◆ 課題一覧 ◆
(a) 手首式血圧計に関する文章を読み、次の問いに答えてください。
(i) 毎朝の血圧測定が日課になっているのは、ここどのくらいの期間ですか。
(ii) 医師と相談した結果、現時点ではどのような状態とされていますか。
(iii) 正確だと評されているとして新たに入手した血圧計は、何式ですか。
(b) 手首式血圧計に関する文章のうち、「投稿者: | 2022年9月21日(水)」から「ているわけでもなさそうです。」までを一字一句違えずに書き写してください。
(c) 手首式血圧計に関する文章の続きを、最後の文の後から書き継いでください。

◆ 読解用抜粋 ◆
►
「手首式」は不正確か?

投稿者: | 2022年9月21日(水)

昨年ぐらいから,定期検診で血圧が少し高いという指摘を受けていますので,ここ半年ぐらいは毎朝の血圧測定が日課になっています。
使用しているのはいわゆる「手首式」と呼ばれる血圧計で,ときどきその結果を持って医師と相談していますが,現時点では特に治療を必要とせず経過観察,という状態です。

で,ネット上にはこの「手首式」については測定値が正しくないという主張をされる方がそこそこ見受けられます。
しかし,仮に「手首式」が不正確だとした場合,正しい方法で測定した(これが重要)にも関わらず何を根拠に測定値が不正確だと判断したのかが今ひとつ不明ですし,先の主張をされる方々でもその根拠を明確に開示されているわけでもなさそうです。
困ったことに医師と称される方1)嘘ではないと思うが,私には確認する手段もなく,確認するつもりもないので,ここではこう表記しておきますでも,手首式血圧計については「問題なし」という人と「大問題」という人で意見が割れているようにも見えます。

ということで,正確だと評されている上腕式の血圧計も入手してみました。
校正の手段がありませんので,2つの測定器で同じ量を測定して近い値が出れば,両方の測定器はそれなりに正確であると判断できますし,異なればどちらかが不正確と判断できます。もっとも後者の場合,不正確であるのは「どちらか」であって「手首式」が,という結論にはなりませんが・・。
◄
抽出された項目
►
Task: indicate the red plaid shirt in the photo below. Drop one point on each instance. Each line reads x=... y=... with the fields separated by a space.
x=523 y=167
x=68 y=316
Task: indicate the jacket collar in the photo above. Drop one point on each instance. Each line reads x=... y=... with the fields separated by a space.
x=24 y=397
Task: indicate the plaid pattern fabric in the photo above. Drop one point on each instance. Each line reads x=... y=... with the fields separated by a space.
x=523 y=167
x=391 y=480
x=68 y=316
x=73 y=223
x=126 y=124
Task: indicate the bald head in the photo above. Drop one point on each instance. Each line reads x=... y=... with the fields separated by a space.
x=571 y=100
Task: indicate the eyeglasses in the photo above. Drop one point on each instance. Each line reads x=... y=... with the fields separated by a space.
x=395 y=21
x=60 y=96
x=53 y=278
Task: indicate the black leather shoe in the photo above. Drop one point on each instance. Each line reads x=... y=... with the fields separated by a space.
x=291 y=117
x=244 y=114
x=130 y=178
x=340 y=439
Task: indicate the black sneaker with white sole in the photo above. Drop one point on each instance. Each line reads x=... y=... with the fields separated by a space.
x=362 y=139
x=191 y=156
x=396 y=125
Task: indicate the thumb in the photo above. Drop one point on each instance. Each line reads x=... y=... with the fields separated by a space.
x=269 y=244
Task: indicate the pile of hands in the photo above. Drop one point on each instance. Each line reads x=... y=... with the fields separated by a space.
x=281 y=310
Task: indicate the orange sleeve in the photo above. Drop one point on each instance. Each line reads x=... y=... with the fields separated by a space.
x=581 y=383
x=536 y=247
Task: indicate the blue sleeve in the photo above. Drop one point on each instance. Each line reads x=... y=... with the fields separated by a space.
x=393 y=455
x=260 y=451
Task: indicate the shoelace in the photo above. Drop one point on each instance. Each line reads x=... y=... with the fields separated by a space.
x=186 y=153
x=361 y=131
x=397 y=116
◄
◆ 番号別回答 ◆
(a)
(i) ここ半年ぐらい
(ii) 特に治療を必要とせず経過観察という状態
(iii) 上腕式

(b)
投稿者: | 2022年9月21日(水)

昨年ぐらいから,定期検診で血圧が少し高いという指摘を受けていますので,ここ半年ぐらいは毎朝の血圧測定が日課になっています。
使用しているのはいわゆる「手首式」と呼ばれる血圧計で,ときどきその結果を持って医師と相談していますが,現時点では特に治療を必要とせず経過観察,という状態です。

で,ネット上にはこの「手首式」については測定値が正しくないという主張をされる方がそこそこ見受けられます。
しかし,仮に「手首式」が不正確だとした場合,正しい方法で測定した(これが重要)にも関わらず何を根拠に測定値が不正確だと判断したのかが今ひとつ不明ですし,先の主張をされる方々でもその根拠を明確に開示されているわけでもなさそうです。

(c)
入手したのはエー・アンド・ディー社製トラベル血圧計UA-704です。


加圧を手動で行うというものですが,今回の目的ではこれで十分でしょう。
「トラベル血圧計」と称しているように,携帯できる上腕式血圧計でそのためのポーチ(写真左)もついています。

と言うことで,2つの血圧計で測定してみたところ,各々の血圧計で測定値に大きな乖離はなく,病院に置いてある「アームイン」型の血圧計での測定結果に近い値が出ましたので,少なくとも私の環境下では「手首式」が不正確という命題は否定できる,という結論になりました。もっとも両方とも不正確という可能性は残りますが,それを言い出すとキリがないので,ここではそうしておきます。

では何で「手首式不正確」論が出てくるのか?
このあたりの事情はよく知りませんが,おそらく正しい方法で測定していないのではないか,というのが可能性としてはいちばん高そうです。「正しい方法」は取扱説明書に明記してありますのでここでは省略しますが,それさえ守っていれば,ほぼ間違いない値が出ると思われます。血圧計の製造メーカーも同じようなことをFAQで言及しています
もうひとつ,日本高血圧学会が「上腕式血圧計を選びましょう」と記載されたパンフレットを公開していることも影響しているものと思われます。ただし該当の文書にはその理由は記されていません。
いずれにしろ,国内で流通しているものは医療機器としての認証を受けているので,それなりの正確性は保障されているはずで,よって手首式血圧計だけが不正確というのとは考えにくい話です。

 

References
1 嘘ではないと思うが,私には確認する手段もなく,確認するつもりもないので,ここではこう表記しておきます

「手首式」は不正確か?」への2件のフィードバック

  1. JE1SGH 1RO

    医学系の “定説” に関しては途中までエビデンスを示しながら話を進めて最後に医師のカンで結論を出している例がたくさんあるように感じます.
    手首型も上腕型も使っていますが,どちらも誤差(測定毎のバラツキ)はある感じです.感じとしては^^; 手首型の方が測定毎のバラツキが若干大きいかなと感じています.測定結果の中央値に関しては大差ないように思います.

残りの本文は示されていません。